**WORK TASK:** Copy the listing below line for line, starting at its first line and ending with the line that has "# mark a point on each instance of the cow's horn" in it. Add nothing.

**TASK DATA:**
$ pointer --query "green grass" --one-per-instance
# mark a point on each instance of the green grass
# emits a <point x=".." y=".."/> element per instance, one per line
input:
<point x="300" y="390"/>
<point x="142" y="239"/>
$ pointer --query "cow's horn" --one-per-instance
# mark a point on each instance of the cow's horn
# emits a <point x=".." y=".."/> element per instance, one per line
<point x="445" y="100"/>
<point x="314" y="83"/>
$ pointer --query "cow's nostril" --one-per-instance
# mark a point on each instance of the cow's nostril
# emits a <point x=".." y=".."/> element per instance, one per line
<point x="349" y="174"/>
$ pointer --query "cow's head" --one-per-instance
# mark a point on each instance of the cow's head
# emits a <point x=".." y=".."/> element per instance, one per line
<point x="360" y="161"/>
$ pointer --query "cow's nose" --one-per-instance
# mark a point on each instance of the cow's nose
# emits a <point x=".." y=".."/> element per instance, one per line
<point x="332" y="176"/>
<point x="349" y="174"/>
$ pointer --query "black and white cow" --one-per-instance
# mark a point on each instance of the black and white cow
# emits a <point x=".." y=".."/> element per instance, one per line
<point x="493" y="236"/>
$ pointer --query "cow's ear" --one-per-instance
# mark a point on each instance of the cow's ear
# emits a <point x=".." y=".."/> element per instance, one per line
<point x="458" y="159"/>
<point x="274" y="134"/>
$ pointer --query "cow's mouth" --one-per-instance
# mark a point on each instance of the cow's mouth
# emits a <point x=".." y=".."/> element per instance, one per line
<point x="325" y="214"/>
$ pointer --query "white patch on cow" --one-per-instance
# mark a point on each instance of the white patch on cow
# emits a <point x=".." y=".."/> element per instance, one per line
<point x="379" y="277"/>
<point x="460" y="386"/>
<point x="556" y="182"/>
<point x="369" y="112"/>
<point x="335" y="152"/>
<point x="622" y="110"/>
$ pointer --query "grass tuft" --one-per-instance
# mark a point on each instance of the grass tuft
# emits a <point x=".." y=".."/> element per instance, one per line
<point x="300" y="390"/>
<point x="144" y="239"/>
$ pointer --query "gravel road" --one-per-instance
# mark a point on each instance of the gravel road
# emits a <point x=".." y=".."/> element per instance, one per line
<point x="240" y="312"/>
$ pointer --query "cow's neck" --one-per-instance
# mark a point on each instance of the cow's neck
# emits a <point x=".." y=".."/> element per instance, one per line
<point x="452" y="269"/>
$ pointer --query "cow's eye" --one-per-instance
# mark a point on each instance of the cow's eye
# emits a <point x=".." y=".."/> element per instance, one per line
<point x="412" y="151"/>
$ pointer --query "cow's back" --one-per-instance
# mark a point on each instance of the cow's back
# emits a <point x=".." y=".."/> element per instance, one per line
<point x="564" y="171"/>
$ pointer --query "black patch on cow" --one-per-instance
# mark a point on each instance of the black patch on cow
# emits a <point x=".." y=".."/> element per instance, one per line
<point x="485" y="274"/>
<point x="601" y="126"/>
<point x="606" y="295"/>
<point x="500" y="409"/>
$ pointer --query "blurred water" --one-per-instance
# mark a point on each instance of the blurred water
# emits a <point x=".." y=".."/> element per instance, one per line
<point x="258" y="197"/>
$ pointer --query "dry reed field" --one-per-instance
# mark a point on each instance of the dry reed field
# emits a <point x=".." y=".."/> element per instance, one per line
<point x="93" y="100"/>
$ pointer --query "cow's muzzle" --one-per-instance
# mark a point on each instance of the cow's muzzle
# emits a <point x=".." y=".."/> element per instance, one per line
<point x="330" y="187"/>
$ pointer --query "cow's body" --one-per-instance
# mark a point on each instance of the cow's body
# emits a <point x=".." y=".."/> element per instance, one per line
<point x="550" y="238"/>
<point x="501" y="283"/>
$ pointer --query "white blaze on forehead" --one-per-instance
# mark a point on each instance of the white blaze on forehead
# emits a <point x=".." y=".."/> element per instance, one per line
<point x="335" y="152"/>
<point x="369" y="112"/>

**SOLUTION FOR THIS TASK:**
$ pointer --query "green grass" --one-per-instance
# mark a point on each instance of the green grass
# emits a <point x=".." y=".."/> element per instance, one per line
input:
<point x="300" y="390"/>
<point x="142" y="239"/>
$ pointer --query "cow's horn" --one-per-instance
# mark a point on each instance of the cow's horn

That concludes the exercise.